YOUR INSTRUCTIONS:
Give the records, from their first line through the line holding "[[34, 223], [265, 254]]" inclusive, as a numbered list with blank lines omitted. Leave the pictures out of your list.
* * * * * * * * *
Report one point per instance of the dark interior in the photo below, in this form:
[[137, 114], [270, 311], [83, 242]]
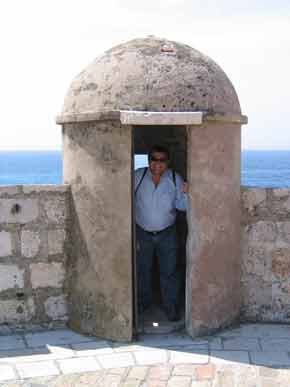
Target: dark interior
[[175, 139]]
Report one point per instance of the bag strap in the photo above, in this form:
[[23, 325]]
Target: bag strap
[[140, 181], [174, 177]]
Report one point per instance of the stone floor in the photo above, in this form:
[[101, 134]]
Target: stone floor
[[247, 356]]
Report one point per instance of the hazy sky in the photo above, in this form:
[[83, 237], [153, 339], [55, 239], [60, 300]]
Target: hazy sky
[[45, 44]]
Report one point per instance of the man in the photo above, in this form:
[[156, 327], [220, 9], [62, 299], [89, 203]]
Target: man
[[159, 191]]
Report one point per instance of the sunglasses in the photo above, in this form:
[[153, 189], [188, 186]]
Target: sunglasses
[[158, 160]]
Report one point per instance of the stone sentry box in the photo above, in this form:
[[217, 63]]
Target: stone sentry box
[[151, 83]]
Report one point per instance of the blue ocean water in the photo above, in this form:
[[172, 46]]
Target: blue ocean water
[[258, 168]]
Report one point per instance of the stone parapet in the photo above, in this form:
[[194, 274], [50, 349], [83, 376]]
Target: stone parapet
[[34, 223], [265, 254]]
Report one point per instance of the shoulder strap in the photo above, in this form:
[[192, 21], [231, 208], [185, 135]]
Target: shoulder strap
[[174, 177], [140, 181]]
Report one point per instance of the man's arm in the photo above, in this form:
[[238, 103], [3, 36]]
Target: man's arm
[[181, 194]]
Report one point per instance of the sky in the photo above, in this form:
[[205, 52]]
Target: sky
[[45, 44]]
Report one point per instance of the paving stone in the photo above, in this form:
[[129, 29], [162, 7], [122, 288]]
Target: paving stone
[[132, 383], [132, 348], [109, 381], [138, 372], [40, 368], [11, 342], [197, 357], [184, 370], [204, 383], [179, 381], [265, 330], [6, 373], [5, 244], [76, 365], [155, 383], [168, 340], [270, 358], [206, 371], [242, 344], [116, 360], [151, 357], [229, 357], [61, 336], [215, 343], [269, 344], [161, 372], [92, 348]]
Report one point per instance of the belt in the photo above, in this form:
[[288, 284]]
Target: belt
[[159, 231]]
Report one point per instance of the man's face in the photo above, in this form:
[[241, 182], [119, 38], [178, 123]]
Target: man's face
[[158, 163]]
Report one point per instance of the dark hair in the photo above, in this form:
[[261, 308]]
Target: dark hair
[[159, 149]]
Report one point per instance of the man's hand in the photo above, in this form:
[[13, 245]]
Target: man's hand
[[184, 187]]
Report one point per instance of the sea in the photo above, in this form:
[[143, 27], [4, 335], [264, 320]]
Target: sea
[[259, 168]]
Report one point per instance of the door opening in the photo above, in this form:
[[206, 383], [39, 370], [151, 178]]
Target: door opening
[[154, 318]]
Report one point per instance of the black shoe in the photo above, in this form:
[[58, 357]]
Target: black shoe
[[172, 313]]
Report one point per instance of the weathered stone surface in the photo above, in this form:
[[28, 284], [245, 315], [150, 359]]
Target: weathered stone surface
[[252, 197], [11, 276], [47, 275], [213, 246], [55, 210], [281, 192], [56, 307], [13, 311], [97, 163], [56, 240], [45, 188], [182, 80], [30, 243], [18, 210], [5, 244]]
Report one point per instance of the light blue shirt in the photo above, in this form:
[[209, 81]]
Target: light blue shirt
[[155, 206]]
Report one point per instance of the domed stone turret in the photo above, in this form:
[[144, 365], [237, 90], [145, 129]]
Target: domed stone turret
[[151, 74]]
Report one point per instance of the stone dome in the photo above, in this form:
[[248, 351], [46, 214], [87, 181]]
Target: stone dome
[[151, 74]]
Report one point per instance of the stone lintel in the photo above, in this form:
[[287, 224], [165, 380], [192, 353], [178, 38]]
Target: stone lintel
[[130, 117]]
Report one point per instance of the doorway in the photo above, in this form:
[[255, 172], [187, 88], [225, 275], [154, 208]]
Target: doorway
[[174, 138]]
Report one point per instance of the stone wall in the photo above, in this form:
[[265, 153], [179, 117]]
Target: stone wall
[[33, 233], [266, 254], [34, 221]]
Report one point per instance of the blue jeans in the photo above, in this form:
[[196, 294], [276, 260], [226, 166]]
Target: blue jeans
[[164, 245]]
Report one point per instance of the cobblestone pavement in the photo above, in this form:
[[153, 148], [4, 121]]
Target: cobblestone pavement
[[251, 355]]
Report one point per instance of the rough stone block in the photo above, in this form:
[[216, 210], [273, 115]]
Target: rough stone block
[[11, 276], [11, 342], [57, 337], [14, 311], [55, 209], [262, 232], [9, 190], [5, 244], [281, 192], [56, 308], [253, 197], [35, 188], [270, 358], [6, 373], [30, 243], [47, 275], [281, 263], [56, 240], [18, 210]]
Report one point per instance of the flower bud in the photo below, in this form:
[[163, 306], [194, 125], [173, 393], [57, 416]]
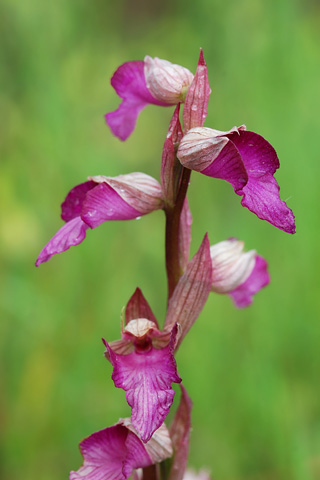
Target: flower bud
[[230, 265], [166, 81]]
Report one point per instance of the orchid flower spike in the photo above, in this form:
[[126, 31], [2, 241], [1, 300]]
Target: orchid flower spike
[[237, 273], [101, 199], [144, 366], [244, 159], [140, 83], [115, 452]]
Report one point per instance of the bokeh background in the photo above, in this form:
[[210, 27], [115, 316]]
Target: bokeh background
[[253, 374]]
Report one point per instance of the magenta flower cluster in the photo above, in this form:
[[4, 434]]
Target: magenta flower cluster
[[143, 360]]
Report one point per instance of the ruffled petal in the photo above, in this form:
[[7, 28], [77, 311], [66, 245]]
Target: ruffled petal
[[72, 205], [146, 376], [129, 83], [212, 153], [259, 278], [103, 203], [111, 454], [261, 193], [72, 233]]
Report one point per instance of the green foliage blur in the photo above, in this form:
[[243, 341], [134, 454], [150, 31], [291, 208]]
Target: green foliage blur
[[253, 374]]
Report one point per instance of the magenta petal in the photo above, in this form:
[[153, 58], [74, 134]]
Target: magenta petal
[[146, 376], [129, 83], [259, 278], [228, 166], [261, 193], [103, 203], [72, 233], [196, 102], [111, 454], [72, 205]]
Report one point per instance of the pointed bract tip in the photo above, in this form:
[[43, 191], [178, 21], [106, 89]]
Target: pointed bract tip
[[201, 58]]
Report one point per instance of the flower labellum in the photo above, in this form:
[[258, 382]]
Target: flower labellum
[[138, 83], [145, 372], [113, 453], [244, 159]]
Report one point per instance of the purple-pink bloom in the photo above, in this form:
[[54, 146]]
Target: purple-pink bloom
[[247, 161], [144, 366], [114, 452], [140, 83], [101, 199], [235, 272]]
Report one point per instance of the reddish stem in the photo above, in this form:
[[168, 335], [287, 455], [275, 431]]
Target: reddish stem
[[173, 214]]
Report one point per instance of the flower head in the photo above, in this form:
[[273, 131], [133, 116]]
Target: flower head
[[141, 83], [240, 274], [144, 366], [113, 453], [244, 159], [101, 199]]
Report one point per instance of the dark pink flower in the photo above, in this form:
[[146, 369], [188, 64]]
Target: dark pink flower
[[237, 273], [115, 452], [101, 199], [244, 159], [140, 83], [144, 366]]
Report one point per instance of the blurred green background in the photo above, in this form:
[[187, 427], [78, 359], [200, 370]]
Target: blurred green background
[[253, 374]]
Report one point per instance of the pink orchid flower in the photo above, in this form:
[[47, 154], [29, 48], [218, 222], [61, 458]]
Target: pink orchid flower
[[98, 200], [144, 366], [140, 83], [115, 452], [239, 274]]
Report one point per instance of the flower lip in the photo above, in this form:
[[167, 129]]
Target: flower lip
[[166, 81]]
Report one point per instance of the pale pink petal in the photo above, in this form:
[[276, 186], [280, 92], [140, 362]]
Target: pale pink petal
[[103, 203], [166, 81], [170, 166], [259, 278], [129, 83], [180, 435], [212, 153], [146, 376], [196, 102], [261, 193], [111, 454], [138, 307], [72, 233], [191, 292]]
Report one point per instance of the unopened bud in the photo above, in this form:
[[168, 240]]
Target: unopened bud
[[230, 265], [166, 81], [139, 190]]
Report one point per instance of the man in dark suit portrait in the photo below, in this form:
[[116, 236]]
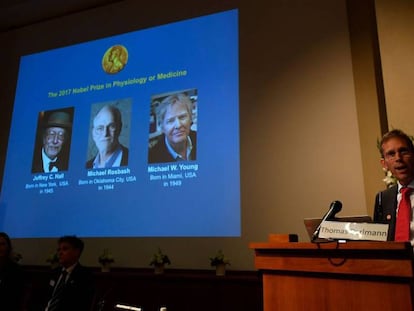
* * * * * * * * *
ANSWER TO THE EXERCISE:
1. Report one point per instance of the dark interior in the photo below, in this form:
2. [[137, 114], [270, 311], [83, 242]]
3. Target: dark interior
4. [[175, 139]]
5. Report one point per instance of the bag strap in the photo above, in this form:
6. [[23, 325]]
7. Target: bag strap
8. [[140, 181], [174, 177]]
9. Report one point per instance of the stone floor in the photo above, in this form:
10. [[101, 134]]
11. Target: stone floor
12. [[247, 356]]
13. Report one point per instance of the hazy sky in the photo above, in this form:
14. [[83, 237], [153, 339], [55, 239], [60, 300]]
15. Target: hazy sky
16. [[45, 44]]
17. Report one point per instance of the man in the photo above, in this form:
18. [[156, 327], [220, 9], [62, 299], [89, 203]]
19. Target: man
20. [[159, 191]]
21. Report one point per instance of the sunglasses in the photo above, in this form:
22. [[153, 189], [188, 186]]
23. Target: sunglasses
24. [[158, 160]]
25. Report one point per instance of the stone sentry box in the photo above, in this form:
26. [[217, 63]]
27. Target: stone sentry box
28. [[151, 83]]
29. Report one point per instance of the blue ocean water in the photo above, in this form:
30. [[172, 46]]
31. Target: blue ocean water
32. [[258, 168]]
33. Report one point per instance of the stone parapet in the photo above, in this form:
34. [[194, 274], [50, 349], [83, 376]]
35. Target: stone parapet
36. [[34, 223], [265, 254]]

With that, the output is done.